**Problem statement**
Give a verbatim quotation of every record.
## Start Entries shown
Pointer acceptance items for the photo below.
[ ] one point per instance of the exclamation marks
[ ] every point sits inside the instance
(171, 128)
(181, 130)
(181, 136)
## End Entries shown
**Task response**
Pointer acceptance items for the photo below.
[ ] one point per instance of the exclamation marks
[ ] every point sits inside the instance
(171, 128)
(181, 130)
(181, 136)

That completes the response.